[TASK GOAL]
Each record needs to be retyped exactly, though its pictures should not appear.
--- DATA SUPPLIED ---
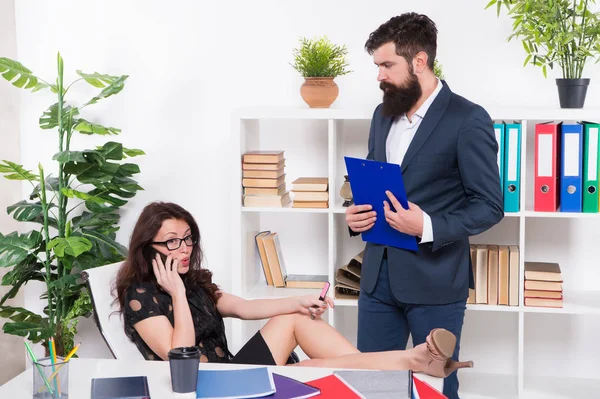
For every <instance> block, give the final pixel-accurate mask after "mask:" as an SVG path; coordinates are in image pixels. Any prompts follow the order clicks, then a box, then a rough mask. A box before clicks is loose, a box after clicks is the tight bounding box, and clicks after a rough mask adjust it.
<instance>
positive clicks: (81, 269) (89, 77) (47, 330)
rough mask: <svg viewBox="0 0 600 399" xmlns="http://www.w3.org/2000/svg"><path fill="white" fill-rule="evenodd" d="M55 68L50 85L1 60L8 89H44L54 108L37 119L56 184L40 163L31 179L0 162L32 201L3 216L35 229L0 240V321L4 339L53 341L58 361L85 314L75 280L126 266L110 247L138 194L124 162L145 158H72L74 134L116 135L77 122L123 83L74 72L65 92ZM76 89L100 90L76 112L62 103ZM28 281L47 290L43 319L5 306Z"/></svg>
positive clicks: (123, 77)
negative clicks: (15, 336)
mask: <svg viewBox="0 0 600 399" xmlns="http://www.w3.org/2000/svg"><path fill="white" fill-rule="evenodd" d="M57 67H58V74H57V77H56V79H55V81H56V84H49V83H47V82H45V81H44V80H43V79H41V78H39V77H37V76H35V75H34V73H33V72H32V71H31V70H29V69H28V68H26V67H24V66H23V65H21V64H20V63H19V62H17V61H14V60H10V59H8V58H0V74H1V75H2V76H3V77H4V78H5V79H6V80H8V81H9V82H10V83H11V84H12V85H14V86H16V87H19V88H23V89H27V90H31V92H36V91H39V90H44V89H50V90H51V91H52V93H55V94H56V102H54V103H53V104H52V105H50V107H49V108H48V109H47V110H46V111H44V112H43V113H42V116H41V117H40V119H39V126H40V128H41V129H43V130H44V134H47V133H46V132H45V131H46V130H56V132H57V138H58V142H57V152H56V153H55V154H54V156H53V157H52V161H53V162H54V164H53V166H52V167H51V168H48V169H49V170H50V169H51V170H57V171H58V172H57V175H56V176H45V172H44V171H45V168H44V167H43V166H42V163H41V162H40V163H39V164H38V170H37V171H36V173H34V172H33V171H29V170H26V169H25V168H24V167H23V166H22V165H18V164H16V163H14V162H11V161H7V160H2V161H0V174H3V175H4V177H5V178H7V179H11V180H21V181H24V182H28V183H29V184H30V185H31V188H32V191H31V194H29V196H28V197H27V198H26V199H25V200H22V201H19V202H17V203H16V204H13V205H11V206H9V207H8V208H7V213H8V214H9V215H12V217H13V218H14V219H15V220H17V221H19V222H24V223H27V224H28V226H30V225H33V226H37V227H34V228H33V229H32V230H31V231H29V232H24V233H17V232H13V233H10V234H7V235H3V234H1V233H0V267H6V268H11V270H10V271H9V272H8V273H6V275H5V276H4V277H3V279H2V283H1V284H2V285H5V286H10V287H11V289H10V290H9V291H8V292H7V293H6V294H5V295H4V296H3V297H2V298H1V299H0V317H3V318H6V319H8V322H7V323H5V324H4V328H3V329H4V332H5V333H7V334H14V335H18V336H22V337H27V339H28V340H30V341H31V342H32V343H38V342H42V343H45V342H46V340H47V339H48V338H50V337H55V339H56V346H57V352H59V353H58V355H64V354H65V351H68V350H70V349H71V348H73V346H74V342H73V339H74V337H75V334H76V332H77V328H76V327H77V323H78V320H77V319H78V318H79V317H81V316H87V315H89V314H90V312H91V310H92V309H91V302H90V299H89V296H88V294H87V292H86V290H85V287H84V285H83V282H82V280H81V278H80V277H81V272H82V271H83V270H86V269H89V268H93V267H98V266H102V265H105V264H109V263H114V262H118V261H121V260H123V259H125V256H126V253H127V248H125V247H124V246H122V245H121V244H119V243H117V242H116V241H115V238H116V232H117V231H118V229H119V227H118V226H119V219H120V215H119V209H120V207H122V206H123V205H125V204H126V203H127V202H128V199H130V198H132V197H134V196H135V194H136V193H137V191H139V190H142V187H140V186H139V185H138V184H137V181H136V180H134V179H133V176H134V175H135V174H137V173H139V172H140V169H139V167H138V166H137V165H136V164H134V163H130V162H127V160H128V158H130V157H135V156H139V155H144V152H143V151H142V150H139V149H128V148H125V147H123V145H122V144H120V143H118V142H114V141H107V142H105V143H104V144H102V145H100V146H97V147H96V148H94V149H87V150H75V149H74V148H73V146H72V139H73V138H74V136H73V134H74V133H77V132H79V133H81V134H84V135H97V136H98V137H106V136H114V135H118V134H119V133H120V132H121V130H120V129H117V128H114V127H105V126H103V125H101V124H99V123H97V122H92V121H89V120H86V119H83V118H82V117H81V116H80V114H81V112H82V111H83V110H84V109H85V108H86V107H87V106H89V105H92V104H96V103H97V102H99V101H101V100H104V99H106V98H108V97H110V96H113V95H116V94H118V93H119V92H121V90H123V88H124V84H125V80H126V79H127V75H123V76H110V75H103V74H99V73H97V72H94V73H91V74H87V73H84V72H82V71H77V73H78V75H79V76H80V78H79V79H77V80H75V81H74V82H72V83H71V84H70V85H69V86H67V87H65V86H64V84H63V68H64V65H63V59H62V57H61V56H60V54H58V56H57ZM78 82H82V83H83V82H87V83H88V84H90V85H92V86H93V87H95V88H97V89H100V90H99V92H98V94H96V95H95V96H93V97H92V98H91V99H89V100H88V101H84V102H80V103H81V104H83V105H82V106H80V107H76V106H74V105H69V104H67V102H66V95H67V94H71V91H72V90H73V88H74V87H75V86H74V84H75V83H78ZM21 231H23V229H21ZM30 281H41V282H44V283H45V285H46V291H45V292H44V293H43V294H42V296H41V297H40V299H42V300H46V301H47V305H46V306H45V308H44V312H43V315H38V314H35V313H33V312H31V311H29V310H27V309H24V308H18V307H11V306H6V305H5V303H6V301H7V300H8V299H11V298H14V297H15V296H16V295H17V293H18V292H19V290H20V289H21V288H22V287H23V285H25V284H27V283H28V282H30Z"/></svg>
---
[EXERCISE RESULT]
For every <instance> block, give the final pixel-accurate mask after "mask:" as an SVG path; coordinates are in image pixels. Any prompts follow the order clicks, then a box, then a rough mask. A box before clicks is loose, a box after clicks is the tight bounding box, and clicks after a rough mask adjust it.
<instance>
positive clicks: (81, 269) (89, 77) (47, 330)
rough mask: <svg viewBox="0 0 600 399" xmlns="http://www.w3.org/2000/svg"><path fill="white" fill-rule="evenodd" d="M55 68L50 85L1 60L8 89H44L54 108L37 119L56 184L40 163L31 179L0 162L32 201L3 216L35 229L0 240V321L4 339L53 341L58 361L85 314L75 280L126 266L110 247L138 194L124 162L145 158H72L74 134L116 135L77 122L123 83L74 72L65 92ZM76 89L100 90L76 112L62 103ZM28 281L47 290L43 319L5 306Z"/></svg>
positive clicks: (123, 77)
negative clicks: (15, 336)
mask: <svg viewBox="0 0 600 399" xmlns="http://www.w3.org/2000/svg"><path fill="white" fill-rule="evenodd" d="M57 67H58V74H57V77H56V79H55V81H56V84H49V83H47V82H45V81H44V80H43V79H41V78H39V77H37V76H35V75H34V73H33V72H32V71H31V70H29V69H28V68H26V67H24V66H23V65H21V64H20V63H19V62H17V61H14V60H10V59H8V58H0V74H1V75H2V76H3V77H4V78H5V79H6V80H8V81H9V82H10V83H11V84H12V85H14V86H16V87H19V88H23V89H27V90H31V92H36V91H39V90H44V89H50V90H51V91H52V93H55V94H56V102H54V103H53V104H52V105H50V107H49V108H48V109H47V110H46V111H44V112H43V113H42V116H41V117H40V119H39V126H40V128H41V129H43V130H44V134H47V133H46V132H45V131H46V130H56V132H57V138H58V142H57V152H56V153H55V154H54V156H53V157H52V161H53V162H54V164H53V166H52V167H51V168H48V169H49V170H50V169H51V170H57V171H58V172H57V175H56V176H45V172H44V171H45V168H44V167H43V166H42V163H41V162H40V163H39V164H38V170H37V171H36V173H34V172H33V171H29V170H26V169H25V168H24V167H23V166H22V165H18V164H16V163H14V162H11V161H7V160H2V161H0V174H3V175H4V177H5V178H7V179H11V180H21V181H24V182H28V183H29V184H30V185H31V188H32V191H31V194H29V196H28V197H27V198H26V199H25V200H22V201H19V202H17V203H16V204H13V205H11V206H9V207H8V208H7V213H8V214H9V215H12V217H13V218H14V219H15V220H17V221H19V222H24V223H27V224H28V226H30V225H33V226H37V227H34V228H33V229H32V230H31V231H29V232H24V233H17V232H13V233H10V234H7V235H3V234H1V233H0V267H6V268H11V270H10V271H9V272H8V273H6V275H5V276H4V277H3V279H2V283H1V284H2V285H5V286H10V287H11V289H10V290H9V291H8V292H7V293H6V294H5V295H4V296H3V297H2V298H1V299H0V317H3V318H6V319H8V322H7V323H5V324H4V328H3V329H4V332H5V333H7V334H14V335H18V336H22V337H27V339H28V340H30V341H31V342H32V343H38V342H42V343H45V342H46V340H47V339H48V338H50V337H55V339H56V346H57V352H59V353H58V355H64V354H65V351H68V350H70V349H71V348H73V346H74V342H73V339H74V337H75V334H76V332H77V328H76V327H77V323H78V320H77V319H78V318H79V317H81V316H87V315H89V314H90V312H91V310H92V309H91V302H90V299H89V296H88V294H87V292H86V290H85V287H84V285H83V282H82V280H81V278H80V277H81V272H82V271H83V270H86V269H89V268H93V267H98V266H102V265H105V264H109V263H114V262H118V261H121V260H123V259H125V256H126V253H127V248H125V247H124V246H122V245H121V244H119V243H117V242H116V241H115V238H116V232H117V231H118V229H119V227H118V226H119V219H120V215H119V209H120V207H122V206H123V205H125V204H126V203H127V202H128V199H130V198H132V197H134V196H135V194H136V193H137V191H139V190H142V187H140V186H139V185H138V184H137V181H136V180H134V179H133V176H134V175H135V174H137V173H139V172H140V169H139V167H138V166H137V165H136V164H134V163H130V162H127V160H128V158H130V157H135V156H139V155H144V152H143V151H142V150H139V149H128V148H125V147H123V145H122V144H120V143H118V142H114V141H107V142H105V143H104V144H102V145H100V146H97V147H96V148H94V149H87V150H75V149H74V148H73V146H72V139H73V138H74V136H73V134H74V133H77V132H79V133H81V134H84V135H97V136H98V137H106V136H114V135H118V134H119V133H120V132H121V130H120V129H117V128H114V127H105V126H103V125H101V124H99V123H97V122H92V121H89V120H86V119H83V118H82V117H81V116H80V114H81V112H82V111H83V110H84V109H85V108H86V107H87V106H89V105H92V104H96V103H97V102H99V101H101V100H104V99H106V98H108V97H110V96H113V95H116V94H118V93H119V92H121V90H123V88H124V84H125V80H126V79H127V75H123V76H110V75H103V74H99V73H97V72H94V73H91V74H87V73H84V72H82V71H77V73H78V75H79V76H80V78H79V79H77V80H75V81H74V82H72V83H71V84H70V85H69V86H67V87H65V86H64V84H63V68H64V65H63V59H62V57H61V56H60V54H58V56H57ZM78 82H82V83H83V82H87V83H88V84H90V85H92V86H93V87H95V88H97V89H100V90H99V92H98V94H96V95H95V96H93V97H92V98H91V99H89V100H88V101H84V102H80V103H81V104H83V105H82V106H80V107H76V106H74V105H69V104H67V102H66V95H67V94H71V91H72V90H73V88H74V87H75V86H74V84H75V83H78ZM21 231H23V229H21ZM30 281H41V282H44V283H45V285H46V291H45V292H44V293H43V294H42V296H41V297H40V299H42V300H46V301H47V305H46V306H45V308H44V312H43V315H38V314H35V313H33V312H31V311H29V310H27V309H24V308H18V307H11V306H6V305H5V303H6V301H7V300H8V299H11V298H14V297H15V296H16V295H17V293H18V292H19V290H20V289H21V288H22V287H23V285H25V284H27V283H28V282H30Z"/></svg>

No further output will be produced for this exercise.